- [Problem set]
1. According to the essay on coal and West Virginia, where are coal deposits far more accessible?
2. Return the passage of the essay on coal and West Virginia between "I can even understand" and "just had nothing.", inclusive.
3. In the essay on coal and West Virginia, why does the writer think the US could get something done on carbon emissions even though China and India might fill in the breach?

- [Selected text]
☆ ☆ ☆ ☆ ☆ ☆ ☆

I can even understand this.  When the US beat Mexico at the World Cup, a reporter interviewed a distraught Mexican.  Why was he so broken up about it; it is just a game, the players have undoubtedly gotten over it.  Don’t you understand, the guy responded, it’s as if all your life you had a sister who was beautiful and rich, and you were plain, but you could play an instrument really well.  When you were playing your instrument, you were the beautiful one.  And then all of a sudden your sister was better at that too, and you just had nothing.

So defiance will meet economics in southwestern West Virginia, and there will be plenty of talk about “liberal elites” and “attacking your way of life.”

If I had the chance to address the crowd – and some Dragon Skin – I’d like to think I’d have the courage to ask them how well coal is working out for them.  They can keep going down in mines, and sending their children after them, but the deposits are far more accessible in the Powder River Basin.  Every day, at universities and corporate labs around the world, people are working on the future of the energy industry, and to the extent they touch on coal it deals either with the mundane reality of better scrubbers or the missile defense of energy, clean coal.  The jobs bleed away slowly, and for what – companies that have spent a century keeping their workers in ill health and desperate poverty?

A fact is something that is whether you believe it or not.  Evolution, for example, happens all around us.  Sure, there’s the stuff about the finches in the Galapagos, but what should make it more personal is that your loved ones are at risk of swine flu and staph infections that every day are under selection pressure to resist our countermeasures.  You can believe that the world is a few thousand years old and all plants and animals were present at Creation, but when they stick an IV in your arm, make sure they sterilize the area, just in case.  There is plenty of reasonable debate about the causes of global warming – it may be that we are just coming off an exceptionally cold period and would be warming anyway – but it should be clear at this point that we are on a collision course with a future for which we are woefully unprepared.

We can either do something to arrest the warming or live with the consequences.  Opposing the Waxman-Markey bill does neither.  It just perpetuates the status quo: the same poor jobs, poor education, poor health services, contaminated groundwater, and slowly dying business there is today.  For all of our sakes, we need to find a way to cut down on our carbon emissions, if for no more noble reason than that someone is going to do it and it might as well be us.  I am quite sympathetic to the argument that we would be suckers to agree to a unilateral reduction and simply sit by and watch China and India fill in the breach.  Thing is, if we act together the EU and US still have the whip hand in the global economy, for how much longer no one knows.  If we were to push the issue – state that as far as we were concerned, WTO membership included some environmental standard, and anyone who did not meet the standard was back to a tariff system – we could get something done.  But that requires a willingness to lead and get our own house in order.

I’m one of the preachy coastal folks with no more use for West Virginia than a place to whitewater raft.  I want schools that teach evolution and an end to the susbdies that make so much crappy food so cheap and gun control.  But I would also prefer a war on poverty to a war in Iraq, and even while balancing the budget want to cut taxes on the working poor.  I may not be West Virginia’s friend, but neither am I their dealer or their pimp, which is an important difference between me and their feudal lords; it give me the freedom to tell the truth, which is that the current way of doing business has failed.  Finding a different direction will require getting out from under the Sword of Damocles in those slurry lakes.

☆ ☆ ☆ ☆ ☆ ☆ ☆

- [Data extract]
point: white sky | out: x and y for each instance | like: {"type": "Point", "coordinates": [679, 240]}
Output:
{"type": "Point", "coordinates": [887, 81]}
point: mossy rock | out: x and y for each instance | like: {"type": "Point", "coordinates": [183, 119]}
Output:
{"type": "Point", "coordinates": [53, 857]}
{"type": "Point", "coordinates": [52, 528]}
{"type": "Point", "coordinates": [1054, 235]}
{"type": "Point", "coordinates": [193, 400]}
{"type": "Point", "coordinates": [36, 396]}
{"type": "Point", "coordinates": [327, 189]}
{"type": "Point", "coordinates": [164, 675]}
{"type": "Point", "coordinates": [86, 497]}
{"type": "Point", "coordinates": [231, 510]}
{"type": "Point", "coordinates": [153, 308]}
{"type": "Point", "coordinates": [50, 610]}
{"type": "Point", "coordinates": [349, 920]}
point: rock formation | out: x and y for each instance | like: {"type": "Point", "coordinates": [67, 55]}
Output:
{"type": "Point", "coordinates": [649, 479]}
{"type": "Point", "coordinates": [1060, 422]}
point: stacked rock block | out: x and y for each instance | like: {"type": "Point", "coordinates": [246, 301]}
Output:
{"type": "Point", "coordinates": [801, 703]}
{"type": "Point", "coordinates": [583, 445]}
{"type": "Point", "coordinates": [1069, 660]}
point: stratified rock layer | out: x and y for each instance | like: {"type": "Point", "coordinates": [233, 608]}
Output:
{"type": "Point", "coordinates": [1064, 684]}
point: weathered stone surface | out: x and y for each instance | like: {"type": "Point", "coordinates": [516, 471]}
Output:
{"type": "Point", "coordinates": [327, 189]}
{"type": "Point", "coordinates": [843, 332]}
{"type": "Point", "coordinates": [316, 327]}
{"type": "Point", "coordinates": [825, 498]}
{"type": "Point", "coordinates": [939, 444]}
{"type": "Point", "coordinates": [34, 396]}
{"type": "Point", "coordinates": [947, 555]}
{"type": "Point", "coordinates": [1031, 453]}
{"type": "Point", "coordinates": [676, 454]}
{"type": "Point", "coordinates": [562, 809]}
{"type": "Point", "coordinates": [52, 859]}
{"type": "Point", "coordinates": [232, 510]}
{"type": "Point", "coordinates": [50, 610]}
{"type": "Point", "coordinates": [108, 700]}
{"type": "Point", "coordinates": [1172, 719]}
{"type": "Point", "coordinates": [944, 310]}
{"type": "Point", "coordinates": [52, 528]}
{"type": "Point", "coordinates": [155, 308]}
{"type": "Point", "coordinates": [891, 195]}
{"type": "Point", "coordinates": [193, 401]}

☆ ☆ ☆ ☆ ☆ ☆ ☆

- [Answers to this exercise]
1. In the Powder River Basin.

2.
I can even understand this.  When the US beat Mexico at the World Cup, a reporter interviewed a distraught Mexican.  Why was he so broken up about it; it is just a game, the players have undoubtedly gotten over it.  Don’t you understand, the guy responded, it’s as if all your life you had a sister who was beautiful and rich, and you were plain, but you could play an instrument really well.  When you were playing your instrument, you were the beautiful one.  And then all of a sudden your sister was better at that too, and you just had nothing.

3. Acting together, the EU and US still have the whip hand in the global economy. They could push the issue by treating WTO membership as including an environmental standard and putting anyone who did not meet it back on a tariff system.